__DOCUMENT EXTRACT__
::::::

I am quite a paranoid person, I think it comes from low self esteem and anxiety. I will always assume people don't really like me and care too much about it.
If I walk past a group of people and they laugh, I will assume it's about me even though it's likely not.
I hate being looked at, I don't have a unique kind of look but I hate when (some) other women look you up and down to see what you're wearing, are you slim/pretty etc.
I know I'm really not special and most people are worried about themselves.
I find I assume the worst of people and think they have bad intentions, assume friends talk about me behind my back.
It comes from being bullied and an abusive relationship I think.
I worked at a 6th form college until recently as a sort of intervention tutor.
One day one of my students walked past me with 2 girls. He called my name so I turned round and said hi and smiled. He then asked me what time he was supposed to meet me and I told him then left.
As I walked off one of the girls went "I think you've got a there Cody."
I didn't hear what she said but then the boy Cody laughed.
I mean really who cares what some 18 year olds say and think but this boy was quite polite and hard working in my classes and I was a bit disappointed that they would laugh at me, I'd understand if they were 11.
Anyway I just want to stop being so paranoid, assuming the worst and being filled with anxiety all the time.
Can therapy improve this? I don't know what else to do. Other people have noticed it too, and I just want to be more relaxed and happy in general. Does anybody else feel like this?

::::::

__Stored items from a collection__
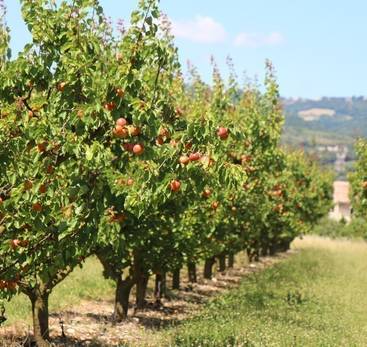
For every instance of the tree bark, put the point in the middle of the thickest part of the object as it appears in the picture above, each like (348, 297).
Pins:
(122, 295)
(222, 262)
(160, 287)
(141, 289)
(191, 267)
(208, 268)
(176, 279)
(39, 300)
(230, 260)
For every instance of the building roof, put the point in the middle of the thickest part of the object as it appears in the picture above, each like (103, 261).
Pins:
(341, 192)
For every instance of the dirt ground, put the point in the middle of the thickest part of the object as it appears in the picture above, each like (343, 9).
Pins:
(90, 322)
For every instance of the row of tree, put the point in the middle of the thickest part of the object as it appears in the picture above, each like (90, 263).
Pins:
(106, 150)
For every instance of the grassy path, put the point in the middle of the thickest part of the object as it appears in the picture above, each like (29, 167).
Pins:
(318, 297)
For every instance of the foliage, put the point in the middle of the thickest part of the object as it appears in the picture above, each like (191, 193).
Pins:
(105, 150)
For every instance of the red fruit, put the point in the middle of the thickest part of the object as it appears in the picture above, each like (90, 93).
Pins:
(175, 185)
(119, 56)
(184, 160)
(134, 131)
(222, 133)
(80, 114)
(110, 106)
(15, 244)
(120, 132)
(164, 132)
(28, 185)
(138, 149)
(121, 122)
(24, 243)
(37, 207)
(179, 111)
(214, 205)
(246, 158)
(188, 145)
(120, 92)
(173, 143)
(128, 147)
(159, 141)
(43, 189)
(50, 169)
(207, 193)
(61, 86)
(42, 147)
(195, 156)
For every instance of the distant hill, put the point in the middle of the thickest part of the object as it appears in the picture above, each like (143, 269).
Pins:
(325, 127)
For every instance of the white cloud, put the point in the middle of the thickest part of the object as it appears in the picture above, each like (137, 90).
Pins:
(258, 40)
(201, 30)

::::::

__PROBLEM STATEMENT__
Repeat the post about paranoia and anxiety above in full, word for word.

__RESPONSE TO THIS TASK__
I am quite a paranoid person, I think it comes from low self esteem and anxiety. I will always assume people don't really like me and care too much about it.
If I walk past a group of people and they laugh, I will assume it's about me even though it's likely not.
I hate being looked at, I don't have a unique kind of look but I hate when (some) other women look you up and down to see what you're wearing, are you slim/pretty etc.
I know I'm really not special and most people are worried about themselves.
I find I assume the worst of people and think they have bad intentions, assume friends talk about me behind my back.
It comes from being bullied and an abusive relationship I think.
I worked at a 6th form college until recently as a sort of intervention tutor.
One day one of my students walked past me with 2 girls. He called my name so I turned round and said hi and smiled. He then asked me what time he was supposed to meet me and I told him then left.
As I walked off one of the girls went "I think you've got a there Cody."
I didn't hear what she said but then the boy Cody laughed.
I mean really who cares what some 18 year olds say and think but this boy was quite polite and hard working in my classes and I was a bit disappointed that they would laugh at me, I'd understand if they were 11.
Anyway I just want to stop being so paranoid, assuming the worst and being filled with anxiety all the time.
Can therapy improve this? I don't know what else to do. Other people have noticed it too, and I just want to be more relaxed and happy in general. Does anybody else feel like this?